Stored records
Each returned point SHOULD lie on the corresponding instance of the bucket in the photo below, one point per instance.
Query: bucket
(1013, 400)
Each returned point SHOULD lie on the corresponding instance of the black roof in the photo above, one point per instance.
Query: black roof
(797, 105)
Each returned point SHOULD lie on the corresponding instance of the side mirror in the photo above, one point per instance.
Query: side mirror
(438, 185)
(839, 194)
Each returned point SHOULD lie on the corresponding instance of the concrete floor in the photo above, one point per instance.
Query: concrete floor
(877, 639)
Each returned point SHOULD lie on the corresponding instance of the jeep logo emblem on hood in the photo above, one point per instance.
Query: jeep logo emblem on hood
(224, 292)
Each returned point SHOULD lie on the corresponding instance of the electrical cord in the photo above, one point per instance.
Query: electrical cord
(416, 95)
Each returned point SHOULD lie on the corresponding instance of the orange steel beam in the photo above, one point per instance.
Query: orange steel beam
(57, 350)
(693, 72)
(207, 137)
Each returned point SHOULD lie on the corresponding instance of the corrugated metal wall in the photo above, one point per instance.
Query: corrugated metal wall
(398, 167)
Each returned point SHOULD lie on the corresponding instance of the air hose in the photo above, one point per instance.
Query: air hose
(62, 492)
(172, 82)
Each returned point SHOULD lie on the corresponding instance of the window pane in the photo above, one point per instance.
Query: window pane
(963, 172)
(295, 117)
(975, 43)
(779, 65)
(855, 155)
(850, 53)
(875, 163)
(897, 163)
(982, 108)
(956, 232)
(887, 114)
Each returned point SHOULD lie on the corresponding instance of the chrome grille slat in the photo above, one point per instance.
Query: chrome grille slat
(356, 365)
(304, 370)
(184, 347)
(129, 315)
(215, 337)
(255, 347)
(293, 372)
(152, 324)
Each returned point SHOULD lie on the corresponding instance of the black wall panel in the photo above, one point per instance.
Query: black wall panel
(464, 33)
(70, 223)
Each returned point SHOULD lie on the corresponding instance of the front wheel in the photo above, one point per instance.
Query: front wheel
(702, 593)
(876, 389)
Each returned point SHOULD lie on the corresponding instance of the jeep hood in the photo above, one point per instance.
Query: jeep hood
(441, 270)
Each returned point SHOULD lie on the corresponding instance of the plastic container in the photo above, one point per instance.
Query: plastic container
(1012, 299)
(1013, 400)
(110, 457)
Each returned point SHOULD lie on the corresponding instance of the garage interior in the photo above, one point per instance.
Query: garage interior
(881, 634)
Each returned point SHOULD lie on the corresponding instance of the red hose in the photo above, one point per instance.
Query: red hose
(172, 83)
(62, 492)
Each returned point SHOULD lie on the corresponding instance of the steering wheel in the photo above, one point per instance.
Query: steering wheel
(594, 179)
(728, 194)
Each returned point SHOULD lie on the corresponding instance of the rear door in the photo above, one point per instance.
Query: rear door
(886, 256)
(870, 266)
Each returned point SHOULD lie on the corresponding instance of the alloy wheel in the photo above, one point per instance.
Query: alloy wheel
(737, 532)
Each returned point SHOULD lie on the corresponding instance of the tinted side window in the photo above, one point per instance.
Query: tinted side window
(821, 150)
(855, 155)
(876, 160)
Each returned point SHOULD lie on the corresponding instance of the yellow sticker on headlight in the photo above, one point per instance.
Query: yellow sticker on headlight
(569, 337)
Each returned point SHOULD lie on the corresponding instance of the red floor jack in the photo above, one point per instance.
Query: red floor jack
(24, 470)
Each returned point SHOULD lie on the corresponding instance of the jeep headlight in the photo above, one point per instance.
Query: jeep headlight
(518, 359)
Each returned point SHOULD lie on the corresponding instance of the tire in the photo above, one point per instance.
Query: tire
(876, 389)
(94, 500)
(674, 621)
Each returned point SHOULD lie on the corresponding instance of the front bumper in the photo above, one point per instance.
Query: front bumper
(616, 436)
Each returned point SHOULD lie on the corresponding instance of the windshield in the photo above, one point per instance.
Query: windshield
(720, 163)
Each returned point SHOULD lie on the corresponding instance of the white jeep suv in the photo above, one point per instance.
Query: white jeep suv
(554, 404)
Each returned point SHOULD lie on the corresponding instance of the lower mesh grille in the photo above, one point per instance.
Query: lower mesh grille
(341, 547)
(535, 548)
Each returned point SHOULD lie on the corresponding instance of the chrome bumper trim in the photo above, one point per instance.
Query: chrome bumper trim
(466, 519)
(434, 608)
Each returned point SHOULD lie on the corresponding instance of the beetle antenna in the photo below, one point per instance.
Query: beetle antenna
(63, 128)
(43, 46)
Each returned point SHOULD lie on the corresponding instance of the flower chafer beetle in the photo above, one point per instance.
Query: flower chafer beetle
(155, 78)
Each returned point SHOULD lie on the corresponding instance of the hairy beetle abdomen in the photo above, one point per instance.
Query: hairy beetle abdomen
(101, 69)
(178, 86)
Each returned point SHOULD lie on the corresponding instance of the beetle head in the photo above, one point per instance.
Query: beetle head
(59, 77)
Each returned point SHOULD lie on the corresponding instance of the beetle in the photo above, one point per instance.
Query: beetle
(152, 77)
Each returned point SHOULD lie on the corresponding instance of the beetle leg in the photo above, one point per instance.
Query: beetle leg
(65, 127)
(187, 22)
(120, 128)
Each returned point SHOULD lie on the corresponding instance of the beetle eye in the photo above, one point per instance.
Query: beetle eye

SET EXERCISE =
Write out the entries above word for word.

THE OUTPUT =
Each returned point SHOULD lie on the corresponding instance of the bucket in the photo below, one point per instance.
Query: bucket
(1013, 400)
Each returned point SHOULD lie on the corresponding instance of the black roof in the photo above, one point per instance.
Query: black roof
(797, 105)
Each returned point SHOULD lie on the corresponding instance of the side mirror in the photo above, one point per instance.
Query: side mirror
(438, 185)
(839, 194)
Each returned point SHOULD lie on the corresponding instance of the concrete floor in the photo above, one point per instance.
Query: concrete floor
(877, 639)
Each returned point SHOULD lie on the corresponding instance of the jeep logo emblem on hood in the photo above, one point per instance.
Query: jeep logo emblem on hood
(224, 292)
Each returned point SHOULD lie on the corresponding instance of the electrical cord in the photo above, one point per instance.
Query: electrical cord
(416, 95)
Each returned point SHOULD lie on the corresponding instance of the orange steel beam in the photo above, one point per instance.
Query: orange steel beam
(57, 350)
(693, 72)
(207, 137)
Each returned point SHOULD lie on the corresponding instance of the corrugated metal wall in the photo above, one point per instance.
Query: corrugated metal wall
(398, 167)
Each returned point SHOULD lie on the corresponding instance of the air hose in the photo above, one point per instance.
Query: air hose
(62, 492)
(172, 82)
Each returned point SHOULD lie on the corresponding instance of the window pane in the photo above, one point per instance.
Query: window pane
(963, 172)
(295, 117)
(975, 43)
(779, 65)
(855, 155)
(850, 53)
(875, 163)
(897, 163)
(982, 108)
(956, 232)
(887, 114)
Each returned point SHOULD lie on the corresponding instance of the chrome grille slat in the photo above, one point per instance.
Query: chrome grille slat
(356, 365)
(304, 370)
(184, 347)
(129, 315)
(215, 337)
(255, 347)
(293, 372)
(152, 324)
Each returned point SHOULD lie on the corresponding instance of the black wall panel in the photo above, one point per instance.
Query: black wall panel
(464, 33)
(70, 223)
Each returned point SHOULD lie on the corresponding instance of the front wheel in the photo above, one point per instance.
Query: front wheel
(702, 593)
(876, 389)
Each returned point SHOULD lie on the corresponding instance of the jeep hood in the photo above, one point per instance.
Query: jeep hood
(441, 270)
Each returned point SHOULD lie on the corresponding instance of the plastic container in the photo above, one point per instance.
Query: plastic container
(1012, 299)
(1013, 400)
(110, 457)
Each returned point SHOULD lie on the corresponding instance of the garage interior in the photo above, one point per instance.
Query: garage interior
(881, 634)
Each returned point SHOULD lie on the corresponding instance of the red hose in the photo above, one point per instance.
Query: red hose
(172, 83)
(62, 492)
Each returned point SHOULD lie on the corresponding instance of the steering wheel in the photo above, one point per instance.
Query: steering wheel
(594, 179)
(728, 194)
Each returned point SHOULD lie on the corresponding instance of the rear door in the photo above, one point per instance.
Query: rear door
(886, 256)
(870, 266)
Each returned point SHOULD lie on the corresponding instance of the alloy wheel in the photo above, one point per instance.
Query: alloy wheel
(737, 532)
Each returned point SHOULD lie on the corresponding instance of the tinted side window in the photo above, one point per instance.
Query: tinted side window
(821, 150)
(855, 155)
(876, 160)
Each returned point SHOULD lie on the corresponding instance of the yellow sticker on headlight in the photo above, one point per instance.
Query: yellow sticker on headlight
(569, 337)
Each returned point SHOULD lie on the corresponding instance of the red floor jack in the photo above, one point per instance.
Query: red floor jack
(24, 470)
Each returned point SHOULD lie on the corresponding instance of the jeep headlight in the photo above, one point per instance.
Query: jeep headlight
(518, 359)
Each returned point SHOULD lie on the corresponding instance of the tire in the photo above, one point per instance.
Query: tire
(876, 389)
(94, 500)
(674, 621)
Each returned point SHOULD lie on the corresponding instance of the front bumper in the photo above, one point per instance.
Query: front bumper
(616, 436)
Each returned point SHOULD lie on the corresponding instance of the windshield in the photo above, one point per instance.
Query: windshield
(720, 163)
Each returned point SHOULD lie on the corresponding instance of the white jeep suv in the photo above, one point per instance.
Query: white jeep suv
(554, 404)
Each returned point SHOULD lie on the corresponding instance of the lower mesh grille in the photo above, one point per instance.
Query: lower mesh grille
(341, 547)
(535, 548)
Each returned point SHOULD lie on the corresponding instance of the chrome bumper trim in the photo above, one point per instance.
Query: chrome bumper trim
(466, 519)
(434, 608)
Each returned point SHOULD lie on the corresponding instance of the beetle antenna in the photo below, one point per instance.
Query: beetle antenna
(63, 128)
(43, 46)
Each returned point SHOULD lie on the corresponding instance of the flower chafer beetle in the photo above, one point per instance.
Query: flower chafer beetle
(155, 78)
Each returned point SHOULD lie on the corresponding instance of the hairy beetle abdomen in the photo above, one point per instance.
Query: hairy beetle abdomen
(101, 69)
(178, 86)
Each returned point SHOULD lie on the corresponding instance of the beetle head in the photo above, one point per instance.
Query: beetle head
(59, 77)
Each returned point SHOULD lie on the corresponding instance of the beetle in the photo above, one point per instance.
Query: beetle
(152, 77)
Each returned point SHOULD lie on the corresponding instance of the beetle leg in the photo above, one point per instance.
Query: beetle leg
(65, 127)
(187, 22)
(120, 128)
Each returned point SHOULD lie on the corresponding instance of the beetle eye in the photo above, one point per instance.
Query: beetle eye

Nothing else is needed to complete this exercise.